_Compiti ed esercizi_
1. Rinomina "Principe Libero" in "Principe ribelle" e riscrivi il brano su De André, tutto da "Ieri sera non" giù fino a "a fare altrettanto.".
2. Rispondi a queste domande sul brano su De André:
(a) Per quanto tempo l'autore ha resistito a guardare Principe Libero?
(b) Quale sindacalista viene citato come vittima di una precedente opera di demolizione?
(c) Quando va in onda la seconda puntata?
3. Prosegui il brano su De André e la fiction Principe Libero, cominciando subito dopo l'ultima frase riportata.

_Brano scelto_
*****

La mia generazione ha suonato, cantato e amato Fabrizio De André e Francesco Guccini perché viaggiavano in direzione ostinata e contraria, perché erano altri, non andavano in televisione e tantomeno a Sanremo.
Una fiction su Faber è già in se stessa un attentato alla memoria.
Ieri sera non ho resistito più di dieci minuti a guardare Principe Libero. D’accordo, è difficile trasformare la poesia in fiction, ma quelli della Rai non hanno pudore quando si tratta di raccontare vite reali e piene di valori, piegandole ai loro canoni insulsi e ai loro format pecorecci.
Opera di demolizione già riuscita con Giuseppe Di Vittorio presentato come uno che tra un amore e l’altro dedicava un po’ di tempo al sindacato. Ieri sera, quando ho sentito le canzoni di Fabrizio svilite a commento musicale, ho chiuso lì.
Canzoni che hanno segnato un’epoca e che hanno senso solo se cantate, solo nel loro contesto, con le loro parole, ridotte a banali arpeggi.
Stasera c’è la seconda puntata. Non la vedrò. Vi invito, voi che avete amato e suonato e cantato DeAndré, quello vero, e non quello finto e patinato del Principe Libero, a fare altrettanto.
Come?
Eccovi alcune istruzioni per l’uso. Poi mi dite.

*****

_Dati registrati_

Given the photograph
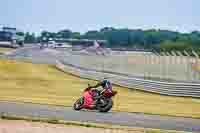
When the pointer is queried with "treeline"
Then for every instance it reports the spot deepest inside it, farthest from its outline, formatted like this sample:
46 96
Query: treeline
131 38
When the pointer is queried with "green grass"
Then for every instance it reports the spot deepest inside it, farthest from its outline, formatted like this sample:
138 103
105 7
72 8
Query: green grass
41 83
86 124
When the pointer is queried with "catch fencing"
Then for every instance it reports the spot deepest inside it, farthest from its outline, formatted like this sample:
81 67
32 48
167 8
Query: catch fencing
161 67
165 88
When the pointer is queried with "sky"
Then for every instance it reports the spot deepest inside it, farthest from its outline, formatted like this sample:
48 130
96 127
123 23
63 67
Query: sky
84 15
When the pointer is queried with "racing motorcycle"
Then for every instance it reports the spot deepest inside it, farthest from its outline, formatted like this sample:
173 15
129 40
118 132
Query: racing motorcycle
102 101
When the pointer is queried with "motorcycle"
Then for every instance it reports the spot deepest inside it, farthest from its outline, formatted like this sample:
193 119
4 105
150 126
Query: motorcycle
102 101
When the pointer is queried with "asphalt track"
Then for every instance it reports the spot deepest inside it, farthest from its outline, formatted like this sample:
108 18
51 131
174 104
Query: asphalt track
118 118
66 113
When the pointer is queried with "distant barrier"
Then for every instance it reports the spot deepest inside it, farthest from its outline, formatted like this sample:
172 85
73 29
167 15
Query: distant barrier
165 88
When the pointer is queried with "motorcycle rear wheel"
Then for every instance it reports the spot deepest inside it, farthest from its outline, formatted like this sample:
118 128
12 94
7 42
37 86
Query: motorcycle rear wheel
107 107
78 104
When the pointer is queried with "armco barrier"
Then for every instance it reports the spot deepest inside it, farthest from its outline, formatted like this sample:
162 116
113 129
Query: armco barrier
165 88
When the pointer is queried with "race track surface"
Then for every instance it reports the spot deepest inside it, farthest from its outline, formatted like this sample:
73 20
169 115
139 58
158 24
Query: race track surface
117 118
38 55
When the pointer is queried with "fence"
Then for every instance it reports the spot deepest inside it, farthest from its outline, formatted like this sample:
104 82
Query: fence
165 66
173 89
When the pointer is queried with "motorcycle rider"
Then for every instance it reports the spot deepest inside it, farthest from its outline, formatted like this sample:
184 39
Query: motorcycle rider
106 89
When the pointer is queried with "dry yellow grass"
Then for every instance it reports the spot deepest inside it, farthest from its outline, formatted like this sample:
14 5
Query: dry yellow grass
2 50
39 83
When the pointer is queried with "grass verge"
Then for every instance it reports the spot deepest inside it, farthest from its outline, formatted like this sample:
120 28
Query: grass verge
44 84
3 50
85 124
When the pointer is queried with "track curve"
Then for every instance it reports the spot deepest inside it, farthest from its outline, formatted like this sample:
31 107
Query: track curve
116 118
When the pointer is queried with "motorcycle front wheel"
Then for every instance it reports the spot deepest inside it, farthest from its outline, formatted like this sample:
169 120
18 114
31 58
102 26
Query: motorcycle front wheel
78 104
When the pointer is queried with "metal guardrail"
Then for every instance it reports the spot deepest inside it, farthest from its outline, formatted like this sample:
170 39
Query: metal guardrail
165 88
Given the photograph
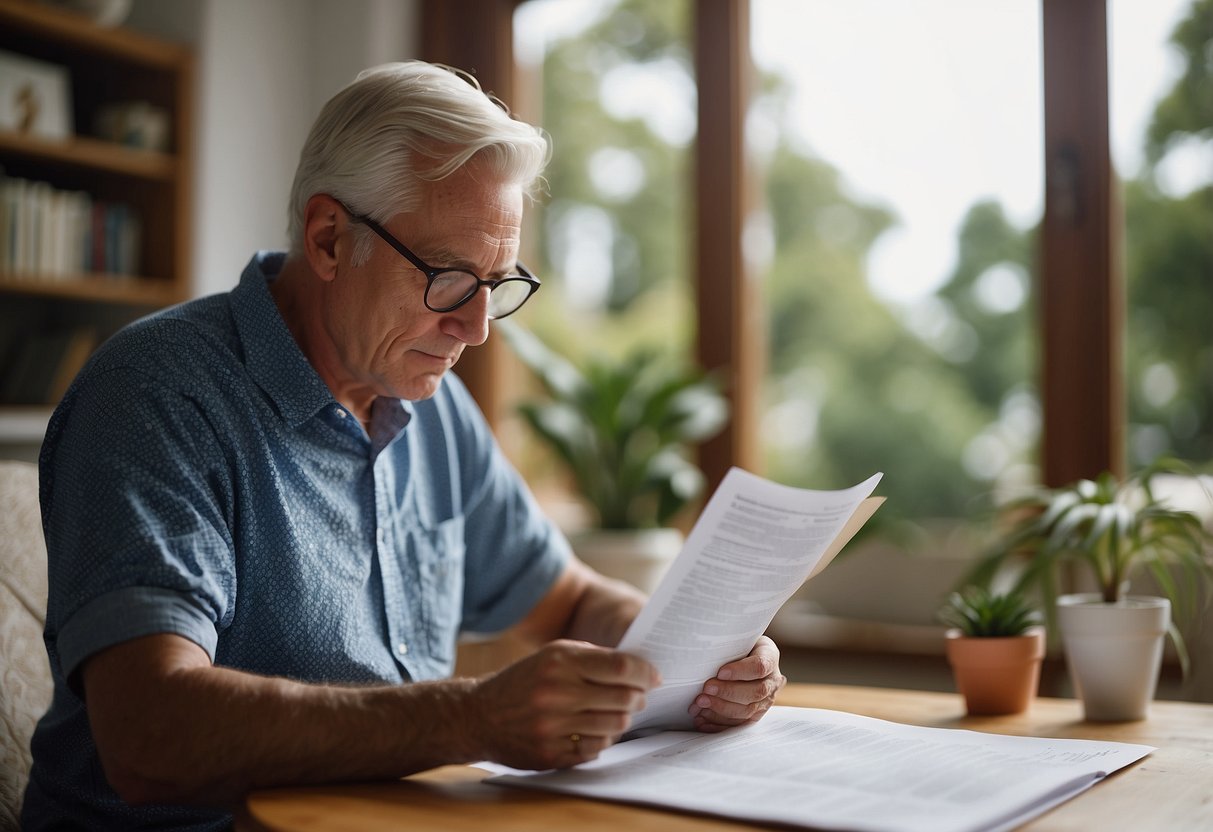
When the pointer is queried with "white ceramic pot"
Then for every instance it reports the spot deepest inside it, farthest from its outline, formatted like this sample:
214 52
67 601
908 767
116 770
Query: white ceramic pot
1114 651
638 557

*****

_Soluzioni proposte_
1.
Ieri sera non ho resistito più di dieci minuti a guardare Principe ribelle. D’accordo, è difficile trasformare la poesia in fiction, ma quelli della Rai non hanno pudore quando si tratta di raccontare vite reali e piene di valori, piegandole ai loro canoni insulsi e ai loro format pecorecci.
Opera di demolizione già riuscita con Giuseppe Di Vittorio presentato come uno che tra un amore e l’altro dedicava un po’ di tempo al sindacato. Ieri sera, quando ho sentito le canzoni di Fabrizio svilite a commento musicale, ho chiuso lì.
Canzoni che hanno segnato un’epoca e che hanno senso solo se cantate, solo nel loro contesto, con le loro parole, ridotte a banali arpeggi.
Stasera c’è la seconda puntata. Non la vedrò. Vi invito, voi che avete amato e suonato e cantato DeAndré, quello vero, e non quello finto e patinato del Principe ribelle, a fare altrettanto.

2.
(a) Non più di dieci minuti.
(b) Giuseppe Di Vittorio.
(c) Stasera.

3.
- La strada maestra è di sentire Faber e poi Faber per tutta la durata dell’insulsaggine Rai. A cominciare dalla canzone manifesto di Fabrizio, che secondo me è Smisurata Preghiera. Non solo poesia. Non solo filosofia. È qualcosa che va oltre. È metafisica. È religione laica. Ricorda Signore questi servi disobbedienti / alle leggi del branco / non dimenticare il loro volto / che dopo tanto sbandare / è appena giusto che la fortuna li aiuti / come una svista / come un’anomalia / come una distrazione / come un dovere. Trovate la canzone alla fine del post.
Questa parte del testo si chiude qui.